▶ [ASSIGNMENT]:
The required output is the lines below from the line containing "Target: dry grass" to the line containing "Target: freight car", inclusive, retyped exactly. No other lines belong in it.

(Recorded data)
^^^^^^^^^^^^^^^^

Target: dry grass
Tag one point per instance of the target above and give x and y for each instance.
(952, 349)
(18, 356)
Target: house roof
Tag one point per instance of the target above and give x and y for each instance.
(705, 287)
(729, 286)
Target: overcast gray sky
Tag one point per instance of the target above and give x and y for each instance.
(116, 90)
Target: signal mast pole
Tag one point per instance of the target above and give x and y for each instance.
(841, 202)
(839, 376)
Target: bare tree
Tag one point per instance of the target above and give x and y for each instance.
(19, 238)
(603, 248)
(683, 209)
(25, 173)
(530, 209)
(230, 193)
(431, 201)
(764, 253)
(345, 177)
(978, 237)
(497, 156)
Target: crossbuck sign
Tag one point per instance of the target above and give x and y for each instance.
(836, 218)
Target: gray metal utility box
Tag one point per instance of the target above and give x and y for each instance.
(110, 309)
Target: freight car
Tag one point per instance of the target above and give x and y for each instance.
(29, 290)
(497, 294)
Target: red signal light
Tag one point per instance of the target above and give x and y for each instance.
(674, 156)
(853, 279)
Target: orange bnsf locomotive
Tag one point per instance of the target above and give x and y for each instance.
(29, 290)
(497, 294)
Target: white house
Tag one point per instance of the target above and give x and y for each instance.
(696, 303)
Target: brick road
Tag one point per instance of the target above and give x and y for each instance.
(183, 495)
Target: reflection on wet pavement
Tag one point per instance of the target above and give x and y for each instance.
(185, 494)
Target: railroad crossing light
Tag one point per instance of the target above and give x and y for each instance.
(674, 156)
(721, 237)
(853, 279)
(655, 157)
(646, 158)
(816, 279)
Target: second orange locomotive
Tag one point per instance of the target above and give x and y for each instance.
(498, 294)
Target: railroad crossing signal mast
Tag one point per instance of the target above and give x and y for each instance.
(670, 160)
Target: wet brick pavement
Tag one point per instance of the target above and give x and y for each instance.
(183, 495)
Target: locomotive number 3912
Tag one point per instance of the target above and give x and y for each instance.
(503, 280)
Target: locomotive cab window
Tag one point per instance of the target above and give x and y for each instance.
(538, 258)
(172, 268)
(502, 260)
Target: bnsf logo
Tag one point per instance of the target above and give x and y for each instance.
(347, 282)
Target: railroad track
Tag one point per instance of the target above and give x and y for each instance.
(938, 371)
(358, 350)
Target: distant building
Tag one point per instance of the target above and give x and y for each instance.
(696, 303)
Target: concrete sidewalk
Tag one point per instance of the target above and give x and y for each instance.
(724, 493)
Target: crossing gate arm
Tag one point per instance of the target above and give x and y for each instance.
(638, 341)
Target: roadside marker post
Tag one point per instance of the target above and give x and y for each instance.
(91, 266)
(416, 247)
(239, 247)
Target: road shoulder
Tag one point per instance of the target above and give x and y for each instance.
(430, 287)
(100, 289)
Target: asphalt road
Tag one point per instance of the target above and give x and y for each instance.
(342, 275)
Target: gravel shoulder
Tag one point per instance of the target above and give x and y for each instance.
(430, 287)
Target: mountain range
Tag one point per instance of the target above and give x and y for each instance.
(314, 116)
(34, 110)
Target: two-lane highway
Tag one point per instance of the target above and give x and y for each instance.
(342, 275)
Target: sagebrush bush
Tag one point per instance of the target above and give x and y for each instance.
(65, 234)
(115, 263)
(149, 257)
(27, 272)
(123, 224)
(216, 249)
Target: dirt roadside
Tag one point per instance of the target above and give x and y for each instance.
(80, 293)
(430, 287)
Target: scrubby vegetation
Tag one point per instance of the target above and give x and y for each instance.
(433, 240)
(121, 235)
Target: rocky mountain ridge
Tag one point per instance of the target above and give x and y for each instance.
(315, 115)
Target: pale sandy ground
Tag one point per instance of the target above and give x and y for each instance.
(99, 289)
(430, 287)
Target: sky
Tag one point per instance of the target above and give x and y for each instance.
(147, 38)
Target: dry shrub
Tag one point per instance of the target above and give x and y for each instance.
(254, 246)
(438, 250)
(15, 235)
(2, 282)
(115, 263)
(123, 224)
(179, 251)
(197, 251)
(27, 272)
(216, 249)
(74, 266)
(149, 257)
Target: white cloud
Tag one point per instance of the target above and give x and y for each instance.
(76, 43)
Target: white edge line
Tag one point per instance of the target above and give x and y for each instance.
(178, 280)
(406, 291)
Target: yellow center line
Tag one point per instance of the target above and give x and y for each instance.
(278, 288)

^^^^^^^^^^^^^^^^

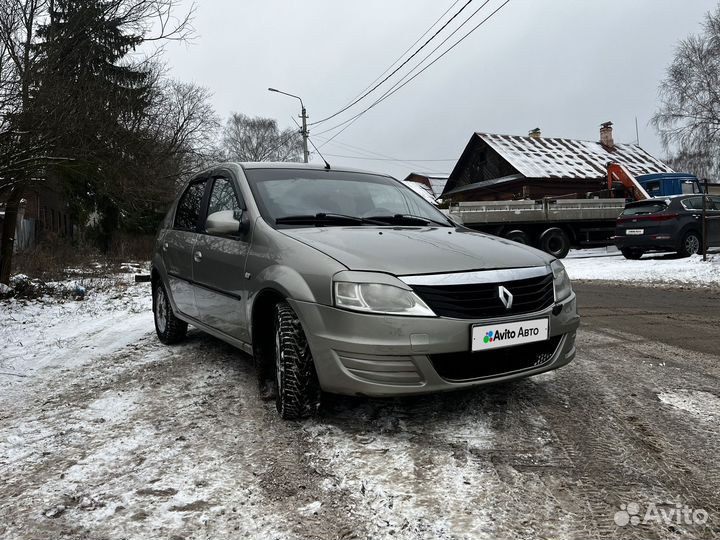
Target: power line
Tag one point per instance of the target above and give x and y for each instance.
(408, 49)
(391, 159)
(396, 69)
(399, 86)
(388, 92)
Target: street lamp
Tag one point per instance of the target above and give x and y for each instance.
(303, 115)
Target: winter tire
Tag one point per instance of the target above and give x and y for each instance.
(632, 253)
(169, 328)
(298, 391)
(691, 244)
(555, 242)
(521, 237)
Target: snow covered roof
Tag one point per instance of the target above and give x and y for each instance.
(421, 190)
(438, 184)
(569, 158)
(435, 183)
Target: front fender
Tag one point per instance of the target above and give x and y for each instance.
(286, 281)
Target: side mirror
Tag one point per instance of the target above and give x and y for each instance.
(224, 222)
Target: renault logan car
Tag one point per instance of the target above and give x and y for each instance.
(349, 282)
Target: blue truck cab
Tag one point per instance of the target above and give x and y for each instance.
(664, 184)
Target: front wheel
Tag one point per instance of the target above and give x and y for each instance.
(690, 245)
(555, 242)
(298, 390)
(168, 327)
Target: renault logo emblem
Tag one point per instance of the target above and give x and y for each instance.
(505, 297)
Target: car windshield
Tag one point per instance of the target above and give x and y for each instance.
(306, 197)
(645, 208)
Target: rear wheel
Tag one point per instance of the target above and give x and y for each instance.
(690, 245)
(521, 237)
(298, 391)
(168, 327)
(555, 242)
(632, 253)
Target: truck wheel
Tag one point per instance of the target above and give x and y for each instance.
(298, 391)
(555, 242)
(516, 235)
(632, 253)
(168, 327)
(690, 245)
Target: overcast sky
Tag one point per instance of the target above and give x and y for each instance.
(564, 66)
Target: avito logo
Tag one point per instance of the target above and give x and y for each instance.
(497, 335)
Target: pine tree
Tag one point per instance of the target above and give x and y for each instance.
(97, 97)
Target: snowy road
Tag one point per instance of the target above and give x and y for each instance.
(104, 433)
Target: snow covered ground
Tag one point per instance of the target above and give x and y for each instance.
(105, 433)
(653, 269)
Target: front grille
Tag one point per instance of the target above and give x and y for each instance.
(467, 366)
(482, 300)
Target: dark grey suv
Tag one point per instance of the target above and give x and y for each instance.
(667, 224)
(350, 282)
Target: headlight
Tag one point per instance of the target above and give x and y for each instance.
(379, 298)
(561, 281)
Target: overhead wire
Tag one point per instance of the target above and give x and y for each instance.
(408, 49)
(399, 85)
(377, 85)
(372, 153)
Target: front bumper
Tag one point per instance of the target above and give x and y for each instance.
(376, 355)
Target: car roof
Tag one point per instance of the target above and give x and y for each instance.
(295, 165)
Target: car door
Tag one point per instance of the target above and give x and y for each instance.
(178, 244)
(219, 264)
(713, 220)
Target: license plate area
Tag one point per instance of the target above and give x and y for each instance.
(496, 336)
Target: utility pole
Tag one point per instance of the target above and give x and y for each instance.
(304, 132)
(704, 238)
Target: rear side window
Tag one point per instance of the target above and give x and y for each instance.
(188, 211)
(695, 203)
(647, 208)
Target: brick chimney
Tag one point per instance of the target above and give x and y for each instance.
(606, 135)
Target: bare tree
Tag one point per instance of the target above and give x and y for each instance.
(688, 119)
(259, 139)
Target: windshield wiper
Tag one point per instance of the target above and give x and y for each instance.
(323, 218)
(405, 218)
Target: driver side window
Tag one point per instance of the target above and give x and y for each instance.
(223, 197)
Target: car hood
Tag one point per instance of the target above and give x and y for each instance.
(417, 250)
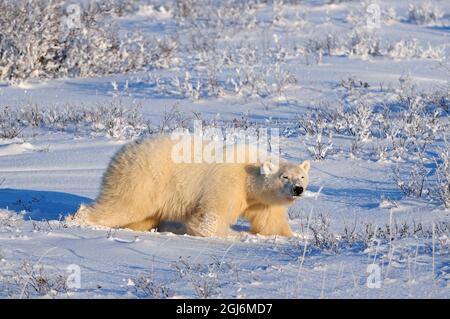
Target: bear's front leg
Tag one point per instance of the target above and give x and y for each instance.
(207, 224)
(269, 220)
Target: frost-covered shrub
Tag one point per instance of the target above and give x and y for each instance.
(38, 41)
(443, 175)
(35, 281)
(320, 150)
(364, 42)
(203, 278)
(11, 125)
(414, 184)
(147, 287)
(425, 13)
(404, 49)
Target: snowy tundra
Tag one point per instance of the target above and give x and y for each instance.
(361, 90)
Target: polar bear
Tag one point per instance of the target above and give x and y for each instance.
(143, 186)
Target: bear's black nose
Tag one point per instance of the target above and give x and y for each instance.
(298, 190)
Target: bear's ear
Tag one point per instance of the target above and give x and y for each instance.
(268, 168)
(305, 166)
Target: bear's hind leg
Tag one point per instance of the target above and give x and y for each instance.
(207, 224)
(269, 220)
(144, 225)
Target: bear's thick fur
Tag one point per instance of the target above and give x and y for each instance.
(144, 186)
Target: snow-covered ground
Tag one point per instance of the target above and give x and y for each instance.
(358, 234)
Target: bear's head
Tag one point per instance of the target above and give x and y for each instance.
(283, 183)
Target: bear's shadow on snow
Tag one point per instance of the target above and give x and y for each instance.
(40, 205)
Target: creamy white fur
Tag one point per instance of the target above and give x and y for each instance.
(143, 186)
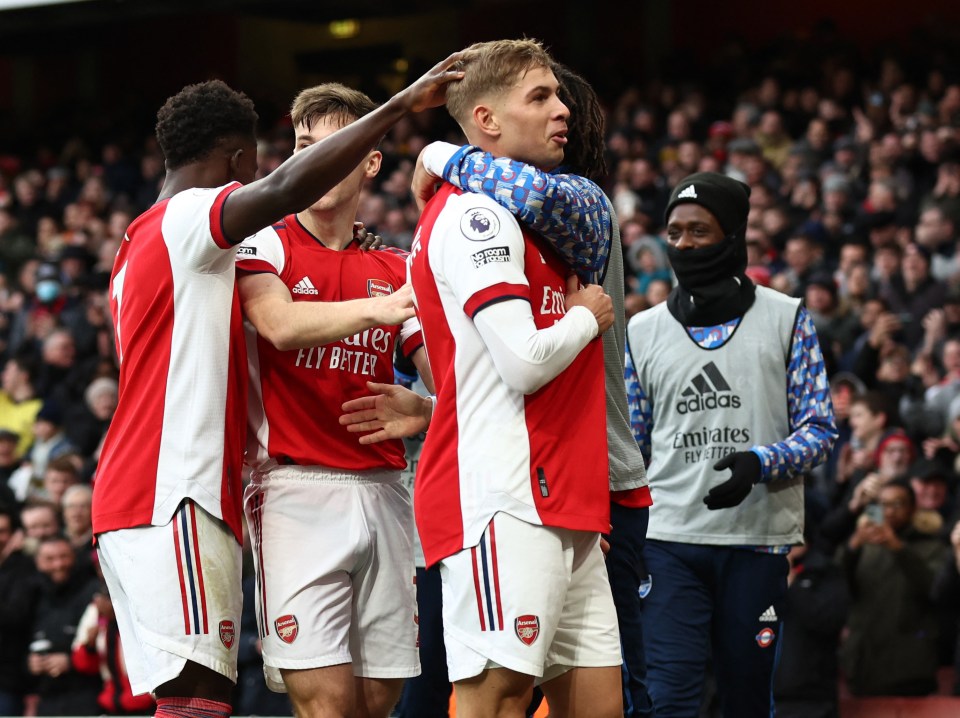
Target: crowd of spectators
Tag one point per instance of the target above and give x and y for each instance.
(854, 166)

^^^^^^^^^^^^^^^^

▶ [EXERCISE ANSWER]:
Target: dry grass
Tag one point per instance of the target above and give x and y for each instance.
(952, 349)
(18, 356)
Target: house roof
Tag one point per instance of the target above and give x and y for each instance.
(705, 287)
(729, 286)
Target: overcast gray sky
Tag one point per instance of the target above and give x and y for each instance.
(116, 90)
Target: signal mast pole
Tag one point per instance of the target above and give x and y for each instance.
(841, 202)
(839, 376)
Target: bare tree
Tag one point per instance of the target above and give x and y for each instance.
(19, 238)
(603, 248)
(683, 209)
(25, 173)
(530, 209)
(230, 193)
(431, 201)
(764, 253)
(345, 177)
(978, 237)
(497, 156)
Target: crossbuck sign
Tag one point per instance of the target above and give x and y for each instance.
(836, 218)
Target: gray metal utility box
Tag one point per instance of the target above and give x and y for each instance.
(110, 309)
Target: freight car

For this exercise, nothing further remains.